_WORK REQUEST:_ Below are some entries. Repeat exactly the lines from the one with "Mark each instance of the stall" through the one with "Mark each instance of the man's arm", and only those.
——
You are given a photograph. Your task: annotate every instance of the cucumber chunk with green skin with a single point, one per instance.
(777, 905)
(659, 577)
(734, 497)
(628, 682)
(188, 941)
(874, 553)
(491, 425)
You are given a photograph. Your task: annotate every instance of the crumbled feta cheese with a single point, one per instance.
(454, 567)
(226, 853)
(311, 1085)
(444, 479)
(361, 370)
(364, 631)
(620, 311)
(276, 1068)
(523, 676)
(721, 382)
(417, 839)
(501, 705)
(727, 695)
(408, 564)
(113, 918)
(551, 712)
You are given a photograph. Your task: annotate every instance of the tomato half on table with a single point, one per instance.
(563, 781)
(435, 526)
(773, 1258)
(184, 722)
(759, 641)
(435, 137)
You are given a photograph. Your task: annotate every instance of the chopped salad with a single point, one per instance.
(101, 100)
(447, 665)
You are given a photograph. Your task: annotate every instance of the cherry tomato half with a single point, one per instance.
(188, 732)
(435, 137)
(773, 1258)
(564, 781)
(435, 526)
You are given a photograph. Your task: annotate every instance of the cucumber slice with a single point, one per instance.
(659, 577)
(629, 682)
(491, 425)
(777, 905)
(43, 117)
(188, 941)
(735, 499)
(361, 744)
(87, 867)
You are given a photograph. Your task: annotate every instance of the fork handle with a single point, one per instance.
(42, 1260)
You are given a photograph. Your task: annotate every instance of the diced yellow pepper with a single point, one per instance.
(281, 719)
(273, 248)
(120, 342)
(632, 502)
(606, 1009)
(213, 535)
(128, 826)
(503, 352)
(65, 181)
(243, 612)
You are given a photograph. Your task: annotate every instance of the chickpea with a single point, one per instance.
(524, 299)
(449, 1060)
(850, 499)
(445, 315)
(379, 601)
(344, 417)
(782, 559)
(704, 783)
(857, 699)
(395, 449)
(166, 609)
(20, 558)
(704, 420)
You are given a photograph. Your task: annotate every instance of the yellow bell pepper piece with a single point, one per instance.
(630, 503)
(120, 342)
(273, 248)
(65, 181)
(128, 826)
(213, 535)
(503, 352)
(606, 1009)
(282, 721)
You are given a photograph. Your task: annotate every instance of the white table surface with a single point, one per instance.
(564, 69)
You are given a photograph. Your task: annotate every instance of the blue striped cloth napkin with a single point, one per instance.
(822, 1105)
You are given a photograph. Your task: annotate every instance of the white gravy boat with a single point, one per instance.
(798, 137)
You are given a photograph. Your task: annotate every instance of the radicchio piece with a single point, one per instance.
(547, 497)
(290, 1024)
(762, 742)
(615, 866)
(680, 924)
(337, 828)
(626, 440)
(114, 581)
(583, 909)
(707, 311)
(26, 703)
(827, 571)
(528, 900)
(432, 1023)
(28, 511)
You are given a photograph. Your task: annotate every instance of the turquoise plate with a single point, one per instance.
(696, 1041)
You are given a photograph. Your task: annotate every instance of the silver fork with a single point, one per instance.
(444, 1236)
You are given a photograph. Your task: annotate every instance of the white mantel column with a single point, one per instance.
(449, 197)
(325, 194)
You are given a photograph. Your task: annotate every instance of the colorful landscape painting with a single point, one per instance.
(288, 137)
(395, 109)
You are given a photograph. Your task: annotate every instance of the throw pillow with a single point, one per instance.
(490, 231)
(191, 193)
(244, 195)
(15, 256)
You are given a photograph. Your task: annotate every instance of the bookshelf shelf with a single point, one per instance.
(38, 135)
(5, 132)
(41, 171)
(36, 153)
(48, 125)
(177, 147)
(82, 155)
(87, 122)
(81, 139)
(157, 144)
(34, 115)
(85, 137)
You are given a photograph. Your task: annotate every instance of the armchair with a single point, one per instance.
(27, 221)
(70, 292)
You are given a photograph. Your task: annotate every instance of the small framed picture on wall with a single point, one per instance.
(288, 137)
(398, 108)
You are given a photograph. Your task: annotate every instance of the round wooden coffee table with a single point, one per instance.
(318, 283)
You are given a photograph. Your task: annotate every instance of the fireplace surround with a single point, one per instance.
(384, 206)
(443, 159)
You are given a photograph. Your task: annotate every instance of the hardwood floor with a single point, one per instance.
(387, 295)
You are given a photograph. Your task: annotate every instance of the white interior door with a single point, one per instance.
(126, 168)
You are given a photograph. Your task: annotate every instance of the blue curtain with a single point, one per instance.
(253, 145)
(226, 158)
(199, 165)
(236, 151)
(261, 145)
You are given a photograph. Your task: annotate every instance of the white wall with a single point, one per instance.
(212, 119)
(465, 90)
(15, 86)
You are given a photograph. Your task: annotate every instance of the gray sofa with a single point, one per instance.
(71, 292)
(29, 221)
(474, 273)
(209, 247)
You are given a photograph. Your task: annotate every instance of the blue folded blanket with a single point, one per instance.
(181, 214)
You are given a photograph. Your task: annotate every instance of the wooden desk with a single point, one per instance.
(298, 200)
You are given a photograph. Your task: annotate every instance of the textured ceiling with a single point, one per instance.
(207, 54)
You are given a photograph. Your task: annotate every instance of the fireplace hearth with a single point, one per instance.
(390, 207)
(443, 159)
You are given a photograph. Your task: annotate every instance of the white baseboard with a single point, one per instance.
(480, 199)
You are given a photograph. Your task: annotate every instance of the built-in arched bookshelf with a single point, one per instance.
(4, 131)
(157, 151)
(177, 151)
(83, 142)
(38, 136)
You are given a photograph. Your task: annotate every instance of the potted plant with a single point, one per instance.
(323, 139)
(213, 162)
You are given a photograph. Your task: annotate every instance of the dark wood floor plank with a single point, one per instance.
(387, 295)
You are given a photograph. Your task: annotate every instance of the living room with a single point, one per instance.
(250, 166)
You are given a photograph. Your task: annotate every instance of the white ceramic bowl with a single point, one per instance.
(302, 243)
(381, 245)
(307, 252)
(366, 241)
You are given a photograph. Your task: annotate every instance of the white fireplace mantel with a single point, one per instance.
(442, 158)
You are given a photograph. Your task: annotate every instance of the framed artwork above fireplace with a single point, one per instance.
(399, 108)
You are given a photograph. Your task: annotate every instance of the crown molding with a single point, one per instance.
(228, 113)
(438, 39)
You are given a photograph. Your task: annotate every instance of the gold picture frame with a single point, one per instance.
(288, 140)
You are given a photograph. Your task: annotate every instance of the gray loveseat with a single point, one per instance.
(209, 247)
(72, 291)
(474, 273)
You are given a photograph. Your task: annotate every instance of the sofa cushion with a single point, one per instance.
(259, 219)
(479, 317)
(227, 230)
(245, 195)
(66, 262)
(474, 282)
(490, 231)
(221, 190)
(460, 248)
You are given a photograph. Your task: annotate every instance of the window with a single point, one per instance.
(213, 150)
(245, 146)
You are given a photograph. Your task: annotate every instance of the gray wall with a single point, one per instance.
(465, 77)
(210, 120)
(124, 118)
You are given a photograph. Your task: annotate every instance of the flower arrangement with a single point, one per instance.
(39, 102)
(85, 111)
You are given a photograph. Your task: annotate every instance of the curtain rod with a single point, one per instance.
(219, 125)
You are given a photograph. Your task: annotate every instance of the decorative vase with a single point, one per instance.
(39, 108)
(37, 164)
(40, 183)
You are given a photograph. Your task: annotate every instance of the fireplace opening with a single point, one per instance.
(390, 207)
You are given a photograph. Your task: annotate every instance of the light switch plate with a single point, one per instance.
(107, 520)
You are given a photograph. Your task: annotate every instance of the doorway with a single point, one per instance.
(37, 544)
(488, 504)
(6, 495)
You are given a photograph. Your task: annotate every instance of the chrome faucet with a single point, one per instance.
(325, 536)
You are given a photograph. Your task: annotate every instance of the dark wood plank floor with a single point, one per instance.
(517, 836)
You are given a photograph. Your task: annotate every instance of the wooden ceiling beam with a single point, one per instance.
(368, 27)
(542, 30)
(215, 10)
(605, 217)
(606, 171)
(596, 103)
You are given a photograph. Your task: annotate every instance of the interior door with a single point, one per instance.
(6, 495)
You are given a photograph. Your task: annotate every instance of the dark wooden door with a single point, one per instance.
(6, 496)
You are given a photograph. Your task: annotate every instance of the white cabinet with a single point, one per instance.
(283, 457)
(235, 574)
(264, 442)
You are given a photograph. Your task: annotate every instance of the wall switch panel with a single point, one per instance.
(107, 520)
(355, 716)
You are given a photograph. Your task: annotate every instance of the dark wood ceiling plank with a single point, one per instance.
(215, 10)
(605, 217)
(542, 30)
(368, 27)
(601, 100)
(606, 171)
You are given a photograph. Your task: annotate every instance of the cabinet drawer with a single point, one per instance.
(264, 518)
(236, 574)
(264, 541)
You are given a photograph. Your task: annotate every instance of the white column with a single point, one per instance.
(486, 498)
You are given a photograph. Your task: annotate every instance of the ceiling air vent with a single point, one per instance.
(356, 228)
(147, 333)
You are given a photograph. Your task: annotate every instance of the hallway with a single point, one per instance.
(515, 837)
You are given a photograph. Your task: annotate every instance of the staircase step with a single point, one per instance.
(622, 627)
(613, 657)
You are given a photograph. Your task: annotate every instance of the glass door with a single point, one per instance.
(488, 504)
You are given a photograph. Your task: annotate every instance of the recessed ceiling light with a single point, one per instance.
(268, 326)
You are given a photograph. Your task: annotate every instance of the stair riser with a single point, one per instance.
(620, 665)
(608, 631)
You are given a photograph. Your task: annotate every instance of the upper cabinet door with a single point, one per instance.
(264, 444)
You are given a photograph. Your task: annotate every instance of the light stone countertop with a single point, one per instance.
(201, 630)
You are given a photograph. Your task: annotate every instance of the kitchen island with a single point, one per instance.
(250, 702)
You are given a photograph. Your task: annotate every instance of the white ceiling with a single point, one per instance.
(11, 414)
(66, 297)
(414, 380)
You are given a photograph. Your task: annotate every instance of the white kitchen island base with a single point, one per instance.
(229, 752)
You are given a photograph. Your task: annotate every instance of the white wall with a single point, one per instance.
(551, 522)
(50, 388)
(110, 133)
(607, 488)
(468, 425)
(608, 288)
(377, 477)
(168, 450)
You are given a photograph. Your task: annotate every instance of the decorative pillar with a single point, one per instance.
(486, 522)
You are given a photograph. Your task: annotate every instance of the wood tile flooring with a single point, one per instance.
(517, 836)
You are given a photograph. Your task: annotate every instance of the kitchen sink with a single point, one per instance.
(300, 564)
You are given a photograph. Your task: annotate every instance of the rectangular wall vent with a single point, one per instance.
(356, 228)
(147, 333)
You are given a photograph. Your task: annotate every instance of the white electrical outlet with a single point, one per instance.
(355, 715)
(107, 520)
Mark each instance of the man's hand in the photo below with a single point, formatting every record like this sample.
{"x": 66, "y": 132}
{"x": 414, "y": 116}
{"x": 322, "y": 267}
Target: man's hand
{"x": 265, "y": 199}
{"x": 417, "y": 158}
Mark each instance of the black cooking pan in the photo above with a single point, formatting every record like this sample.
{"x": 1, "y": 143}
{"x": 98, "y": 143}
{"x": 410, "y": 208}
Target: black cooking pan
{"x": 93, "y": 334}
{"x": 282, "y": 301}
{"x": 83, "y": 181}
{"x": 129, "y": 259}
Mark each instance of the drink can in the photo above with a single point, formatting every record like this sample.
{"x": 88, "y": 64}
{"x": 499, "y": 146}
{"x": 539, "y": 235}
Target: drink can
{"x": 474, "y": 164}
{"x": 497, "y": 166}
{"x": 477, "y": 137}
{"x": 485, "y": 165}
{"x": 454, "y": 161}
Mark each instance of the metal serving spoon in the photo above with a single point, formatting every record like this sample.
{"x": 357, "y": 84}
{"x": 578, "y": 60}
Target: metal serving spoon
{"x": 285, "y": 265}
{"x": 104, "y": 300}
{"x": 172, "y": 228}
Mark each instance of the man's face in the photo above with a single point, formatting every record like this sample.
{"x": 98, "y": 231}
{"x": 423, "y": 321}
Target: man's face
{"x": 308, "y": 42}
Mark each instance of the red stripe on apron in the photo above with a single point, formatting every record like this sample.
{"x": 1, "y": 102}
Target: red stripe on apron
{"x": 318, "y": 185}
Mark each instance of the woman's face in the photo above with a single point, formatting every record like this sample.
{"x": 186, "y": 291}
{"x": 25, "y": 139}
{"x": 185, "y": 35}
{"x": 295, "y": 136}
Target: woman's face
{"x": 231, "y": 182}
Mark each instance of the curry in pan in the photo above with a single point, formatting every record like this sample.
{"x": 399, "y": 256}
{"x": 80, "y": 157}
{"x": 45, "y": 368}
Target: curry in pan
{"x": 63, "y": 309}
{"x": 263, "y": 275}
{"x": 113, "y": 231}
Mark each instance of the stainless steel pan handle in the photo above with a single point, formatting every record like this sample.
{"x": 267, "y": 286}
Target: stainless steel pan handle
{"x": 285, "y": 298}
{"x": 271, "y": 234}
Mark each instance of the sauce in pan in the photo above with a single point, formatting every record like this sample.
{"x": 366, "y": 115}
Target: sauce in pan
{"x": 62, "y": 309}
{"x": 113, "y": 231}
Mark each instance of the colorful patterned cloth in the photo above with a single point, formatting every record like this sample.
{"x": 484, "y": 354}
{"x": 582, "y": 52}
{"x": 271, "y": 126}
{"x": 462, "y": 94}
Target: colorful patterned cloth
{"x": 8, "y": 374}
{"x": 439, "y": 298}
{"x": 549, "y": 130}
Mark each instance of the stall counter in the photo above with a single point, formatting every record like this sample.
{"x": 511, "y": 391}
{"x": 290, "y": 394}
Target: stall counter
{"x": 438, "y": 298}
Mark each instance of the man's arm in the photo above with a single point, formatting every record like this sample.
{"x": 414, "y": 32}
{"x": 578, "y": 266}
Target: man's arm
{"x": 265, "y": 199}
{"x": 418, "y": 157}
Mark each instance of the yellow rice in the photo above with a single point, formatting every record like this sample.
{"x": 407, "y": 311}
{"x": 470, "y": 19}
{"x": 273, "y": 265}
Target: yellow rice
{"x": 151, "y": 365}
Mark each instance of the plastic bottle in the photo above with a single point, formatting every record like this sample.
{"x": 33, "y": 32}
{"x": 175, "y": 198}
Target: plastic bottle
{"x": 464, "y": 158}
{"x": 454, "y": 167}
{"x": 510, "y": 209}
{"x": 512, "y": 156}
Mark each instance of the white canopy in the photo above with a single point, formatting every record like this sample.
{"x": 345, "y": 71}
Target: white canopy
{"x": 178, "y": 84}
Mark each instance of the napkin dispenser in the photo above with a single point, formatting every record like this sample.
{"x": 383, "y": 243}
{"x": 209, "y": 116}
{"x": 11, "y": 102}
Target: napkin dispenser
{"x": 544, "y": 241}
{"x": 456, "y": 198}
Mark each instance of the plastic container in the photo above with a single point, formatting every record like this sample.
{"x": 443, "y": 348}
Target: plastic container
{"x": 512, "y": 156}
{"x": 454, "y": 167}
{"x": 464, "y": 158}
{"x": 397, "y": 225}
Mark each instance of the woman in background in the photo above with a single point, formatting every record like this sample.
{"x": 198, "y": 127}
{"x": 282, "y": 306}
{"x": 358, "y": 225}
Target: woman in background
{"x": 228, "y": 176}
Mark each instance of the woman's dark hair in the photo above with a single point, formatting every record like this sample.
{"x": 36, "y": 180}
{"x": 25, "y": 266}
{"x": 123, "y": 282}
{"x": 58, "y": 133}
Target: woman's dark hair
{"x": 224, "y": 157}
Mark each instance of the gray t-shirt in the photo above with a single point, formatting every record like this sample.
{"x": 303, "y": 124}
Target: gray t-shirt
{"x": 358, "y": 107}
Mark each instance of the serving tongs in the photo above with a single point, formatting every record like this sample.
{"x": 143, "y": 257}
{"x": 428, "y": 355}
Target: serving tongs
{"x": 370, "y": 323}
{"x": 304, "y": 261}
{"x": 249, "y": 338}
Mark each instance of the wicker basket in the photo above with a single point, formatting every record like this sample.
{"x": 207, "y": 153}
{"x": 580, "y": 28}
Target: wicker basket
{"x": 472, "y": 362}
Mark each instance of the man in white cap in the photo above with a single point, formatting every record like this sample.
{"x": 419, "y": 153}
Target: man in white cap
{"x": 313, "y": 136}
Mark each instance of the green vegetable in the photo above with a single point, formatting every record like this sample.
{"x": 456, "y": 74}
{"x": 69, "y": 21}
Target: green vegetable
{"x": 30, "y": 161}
——
_ANSWER BOX:_
Mark each instance of the stall counter in the photo above with a single point, formatting every record like this sample.
{"x": 511, "y": 391}
{"x": 290, "y": 394}
Target: stall counter
{"x": 438, "y": 298}
Mark each instance of the man's arm in the photo above with a single point, formatting every record like this sample.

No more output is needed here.